**Problem statement**
Write the entries out again exactly as they stand, but without the pictures.

Photo-based referring expression data:
+--
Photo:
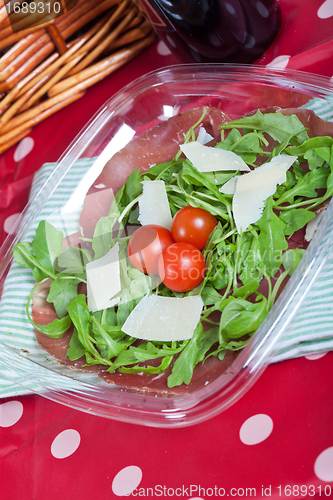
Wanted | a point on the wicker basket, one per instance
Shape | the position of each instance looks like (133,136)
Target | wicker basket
(45,68)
+--
**Expected answer**
Photo:
Wanted | a point on the wicker basket, one per instance
Shape | the position of each instance looks like (133,136)
Target | wicker basket
(45,68)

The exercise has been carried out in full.